** Begin Page excerpt **
Trump’s howling makes it seem as if he’s the unique victim of Democratic skullduggery, blocked from carrying out his promises to the American people. The reality is quite different. In fact, Article 2, Section 2, Clause 2 of the Constitution imposes an affirmative duty on the Senate to vet some 1,200 high-ranking executive branch officials in the same way they would judicial nominees.
[H]e shall nominate, and by and with the Advice and Consent of the Senate, shall appoint Ambassadors, other public Ministers and Consuls, Judges of the supreme Court, and all other Officers of the United States, whose Appointments are not herein otherwise provided for, and which shall be established by Law …
Trump was particularly slow in sending nominations to the Senate the first time around. According to the Washington Post, three months into his first term, he’d put forward just 37 names for 530 senior-level jobs requiring Senate confirmation.
** End Page excerpt **
### Given instruction
Rewrite the excerpt on Senate confirmations from "[H]e shall nominate, and" to "requiring Senate confirmation.", replacing "senior-level" with "top-level".
** Begin Records **
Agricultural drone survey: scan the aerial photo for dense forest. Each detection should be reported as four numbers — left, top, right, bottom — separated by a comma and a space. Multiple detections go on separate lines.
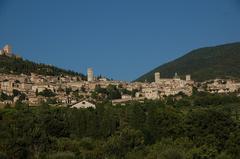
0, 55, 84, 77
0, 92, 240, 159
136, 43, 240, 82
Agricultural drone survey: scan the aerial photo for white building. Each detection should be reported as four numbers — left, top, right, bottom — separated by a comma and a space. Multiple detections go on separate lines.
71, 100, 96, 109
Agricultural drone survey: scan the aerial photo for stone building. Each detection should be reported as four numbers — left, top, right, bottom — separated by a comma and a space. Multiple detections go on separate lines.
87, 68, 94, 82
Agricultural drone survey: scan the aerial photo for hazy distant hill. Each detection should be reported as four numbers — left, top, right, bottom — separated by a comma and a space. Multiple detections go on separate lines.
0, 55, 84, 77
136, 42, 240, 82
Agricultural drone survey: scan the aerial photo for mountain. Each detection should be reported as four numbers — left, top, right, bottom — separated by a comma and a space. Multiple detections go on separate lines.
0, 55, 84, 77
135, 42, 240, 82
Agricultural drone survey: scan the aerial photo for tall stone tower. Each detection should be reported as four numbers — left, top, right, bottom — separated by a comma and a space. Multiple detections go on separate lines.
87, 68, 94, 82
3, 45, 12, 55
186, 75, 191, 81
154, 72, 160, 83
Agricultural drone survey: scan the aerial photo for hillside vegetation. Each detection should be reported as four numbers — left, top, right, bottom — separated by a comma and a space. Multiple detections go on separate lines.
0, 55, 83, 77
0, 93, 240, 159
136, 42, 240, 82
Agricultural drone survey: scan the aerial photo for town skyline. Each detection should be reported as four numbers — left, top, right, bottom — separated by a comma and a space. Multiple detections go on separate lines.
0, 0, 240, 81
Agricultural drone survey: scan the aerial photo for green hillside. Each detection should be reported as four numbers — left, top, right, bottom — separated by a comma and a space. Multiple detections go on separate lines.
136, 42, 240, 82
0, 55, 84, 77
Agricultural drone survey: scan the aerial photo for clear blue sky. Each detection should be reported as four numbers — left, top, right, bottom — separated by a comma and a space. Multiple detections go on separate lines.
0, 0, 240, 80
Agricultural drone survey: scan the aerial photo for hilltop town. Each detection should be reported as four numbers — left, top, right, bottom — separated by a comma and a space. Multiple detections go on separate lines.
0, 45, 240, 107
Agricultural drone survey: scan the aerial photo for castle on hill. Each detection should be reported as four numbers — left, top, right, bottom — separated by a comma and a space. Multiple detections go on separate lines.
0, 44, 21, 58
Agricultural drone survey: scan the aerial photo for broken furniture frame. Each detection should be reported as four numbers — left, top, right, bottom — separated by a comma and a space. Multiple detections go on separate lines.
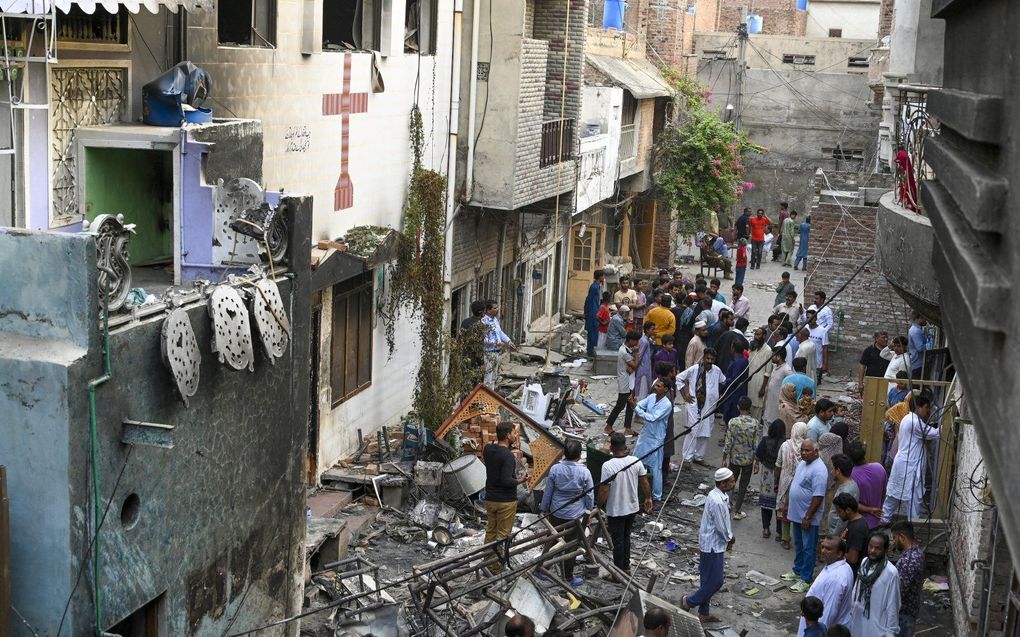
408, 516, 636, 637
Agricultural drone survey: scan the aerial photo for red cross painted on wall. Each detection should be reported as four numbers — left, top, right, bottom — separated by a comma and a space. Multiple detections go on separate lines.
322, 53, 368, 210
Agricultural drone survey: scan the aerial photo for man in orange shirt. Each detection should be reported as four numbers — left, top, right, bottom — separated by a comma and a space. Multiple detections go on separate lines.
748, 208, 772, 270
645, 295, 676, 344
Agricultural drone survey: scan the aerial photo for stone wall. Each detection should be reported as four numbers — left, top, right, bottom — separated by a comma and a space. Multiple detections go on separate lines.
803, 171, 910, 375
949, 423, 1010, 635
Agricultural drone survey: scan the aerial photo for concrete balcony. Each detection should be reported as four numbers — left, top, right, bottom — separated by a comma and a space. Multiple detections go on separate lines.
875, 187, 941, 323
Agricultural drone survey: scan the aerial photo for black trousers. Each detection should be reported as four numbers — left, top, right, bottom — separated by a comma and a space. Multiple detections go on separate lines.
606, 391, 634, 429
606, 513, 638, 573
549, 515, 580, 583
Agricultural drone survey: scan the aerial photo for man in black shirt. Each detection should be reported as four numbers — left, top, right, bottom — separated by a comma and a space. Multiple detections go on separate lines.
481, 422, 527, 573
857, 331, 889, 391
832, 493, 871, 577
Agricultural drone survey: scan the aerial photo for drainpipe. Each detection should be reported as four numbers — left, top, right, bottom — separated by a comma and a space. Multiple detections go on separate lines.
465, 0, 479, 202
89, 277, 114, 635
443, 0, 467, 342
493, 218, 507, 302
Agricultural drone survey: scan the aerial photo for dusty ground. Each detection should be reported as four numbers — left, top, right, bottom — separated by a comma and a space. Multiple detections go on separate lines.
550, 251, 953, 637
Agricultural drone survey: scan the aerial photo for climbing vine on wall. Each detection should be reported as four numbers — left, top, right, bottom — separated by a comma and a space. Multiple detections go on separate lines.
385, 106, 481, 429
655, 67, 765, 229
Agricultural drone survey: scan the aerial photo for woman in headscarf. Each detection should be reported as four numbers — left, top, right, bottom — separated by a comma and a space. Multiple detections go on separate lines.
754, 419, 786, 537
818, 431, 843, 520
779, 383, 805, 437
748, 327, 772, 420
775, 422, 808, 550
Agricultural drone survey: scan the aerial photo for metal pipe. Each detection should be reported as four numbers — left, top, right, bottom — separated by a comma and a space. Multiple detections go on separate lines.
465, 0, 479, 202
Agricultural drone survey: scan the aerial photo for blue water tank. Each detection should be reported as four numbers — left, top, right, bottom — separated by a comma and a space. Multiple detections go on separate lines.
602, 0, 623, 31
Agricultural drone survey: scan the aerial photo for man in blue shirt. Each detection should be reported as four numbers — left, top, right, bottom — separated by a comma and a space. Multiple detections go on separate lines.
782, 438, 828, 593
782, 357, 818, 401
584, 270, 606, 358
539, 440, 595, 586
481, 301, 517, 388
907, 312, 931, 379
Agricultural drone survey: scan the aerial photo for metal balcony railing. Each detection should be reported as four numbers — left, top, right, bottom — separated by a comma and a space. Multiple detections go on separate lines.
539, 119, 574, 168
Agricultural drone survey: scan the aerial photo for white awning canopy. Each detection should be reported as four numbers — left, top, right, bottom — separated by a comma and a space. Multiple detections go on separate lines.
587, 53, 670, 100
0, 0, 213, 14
** End Records **
### Answer to this exercise
[H]e shall nominate, and by and with the Advice and Consent of the Senate, shall appoint Ambassadors, other public Ministers and Consuls, Judges of the supreme Court, and all other Officers of the United States, whose Appointments are not herein otherwise provided for, and which shall be established by Law …
Trump was particularly slow in sending nominations to the Senate the first time around. According to the Washington Post, three months into his first term, he’d put forward just 37 names for 530 top-level jobs requiring Senate confirmation.